1. Prometheus - Métricas

1.1 Configuración Básica

yaml
# prometheus/prometheus.yml
global:
  scrape_interval: 15s
  evaluation_interval: 15s
  external_labels:
    cluster: 'production'
    region: 'us-east-1'

rule_files:
  - 'alerts/*.yml'

scrape_configs:
  # Prometheus self-monitoring
  - job_name: 'prometheus'
    static_configs:
      - targets: ['localhost:9090']

  # Application metrics
  - job_name: 'app-services'
    kubernetes_sd_configs:
      - role: pod
        namespaces:
          names:
            - default
            - production
    relabel_configs:
      - source_labels: [__meta_kubernetes_pod_annotation_prometheus_io_scrape]
        action: keep
        regex: true
      - source_labels: [__meta_kubernetes_pod_annotation_prometheus_io_path]
        action: replace
        target_label: __metrics_path__
        regex: (.+)
      - source_labels: [__address__, __meta_kubernetes_pod_annotation_prometheus_io_port]
        action: replace
        regex: ([^:]+)(?::\d+)?;(\d+)
        replacement: $1:$2
        target_label: __address__

  # Node Exporter for infrastructure metrics
  - job_name: 'node-exporter'
    static_configs:
      - targets: ['node-exporter:9100']

  # cAdvisor for container metrics
  - job_name: 'cadvisor'
    kubernetes_sd_configs:
      - role: node
    relabel_configs:
      - action: replace
        regex: (.+)
        replacement: $1:4194
        target_label: __address__

1.2 Alert Rules

yaml
# prometheus/alerts/high-level.yml
groups:
  - name: high_level
    interval: 30s
    rules:
      # High error rate
      - alert: HighErrorRate
        expr: |
          sum(rate(http_requests_total{status=~"5.."}[5m])) by (service, instance)
          /
          sum(rate(http_requests_total[5m])) by (service, instance)
          > 0.05
        for: 5m
        labels:
          severity: critical
        annotations:
          summary: "High error rate in {{ $labels.service }}"

### CONJUNTO DE DATOS
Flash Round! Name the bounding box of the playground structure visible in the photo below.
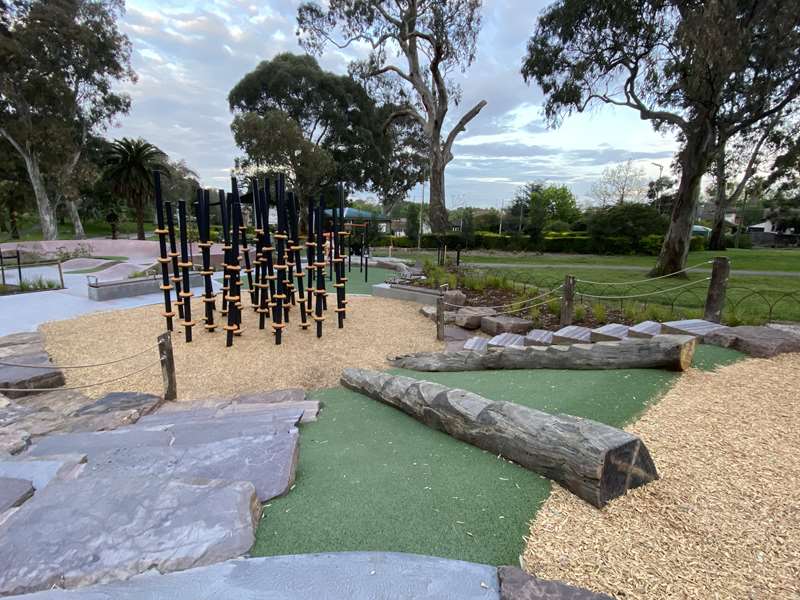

### CONSIGNA
Continúa el artículo sobre la configuración de Prometheus a partir de la última línea que aparece.

### SOLUCIÓN
          description: "Error rate is above 5% for 5 minutes"

      # High latency
      - alert: HighLatency
        expr: |
          histogram_quantile(0.99,
            sum(rate(http_request_duration_seconds_bucket[5m])) by (le, service)
          ) > 1.0
        for: 5m
        labels:
          severity: warning
        annotations:
          summary: "High latency in {{ $labels.service }}"
          description: "99th percentile latency exceeds 1s"

      # High memory usage
      - alert: HighMemoryUsage
        expr: |
          (container_memory_usage_bytes{pod=~".+"} / container_spec_memory_limit_bytes) > 0.9
        for: 5m
        labels:
          severity: warning
        annotations:
          summary: "High memory usage in {{ $labels.pod }}"
          description: "Memory usage above 90%"

      # Service down
      - alert: ServiceDown
        expr: |
          up{job=~"app-.*"} == 0
        for: 1m
        labels:
          severity: critical
        annotations:
          summary: "Service {{ $labels.job }} is down"
          description: "Service has been down for more than 1 minute"

1.3 Recording Rules

yaml
# prometheus/rules/recording.yml
groups:
  - name: recording
    interval: 30s
    rules:
      # Service-level error rate
      - record: service:error_rate
        expr: |
          sum(rate(http_requests_total{status=~"5.."}[5m])) by (service)
          /
          sum(rate(http_requests_total[5m])) by (service)

      # Service-level request rate
      - record: service:request_rate
        expr: sum(rate(http_requests_total[5m])) by (service)

      # Service-level latency
      - record: service:latency:p99
        expr: |
          histogram_quantile(0.99,
            sum(rate(http_request_duration_seconds_bucket[5m])) by (le, service)
          )

      # SLO compliance (99.9% availability)
      - record: service:slo_availability
        expr: |
          1 - (service:error_rate > bool 0.001)

2. Grafana - Visualización

2.1 Dashboard Configuration

json
{
  "dashboard": {
    "title": "Service Overview",
    "panels": [
      {
        "title": "Request Rate",
        "targets": [
          {
            "expr": "sum(rate(http_requests_total[5m])) by (service)",
            "legendFormat": "{{service}}"
          }
        ],
        "type": "graph"
      },
      {
        "title": "Error Rate",
        "targets": [
          {
            "expr": "service:error_rate * 100",
            "legendFormat": "{{service}}"
          }
        ],
        "type": "graph",
        "alert": {
          "conditions": [
            {
              "evaluator": {
                "params": [5],
                "type": "gt"
              },
              "operator": {
                "type": "and"
              },
              "query": {
                "params": ["A", "5m", "now"]
              },
              "reducer": {
                "params": [],
                "type": "last"
              },
              "type": "query"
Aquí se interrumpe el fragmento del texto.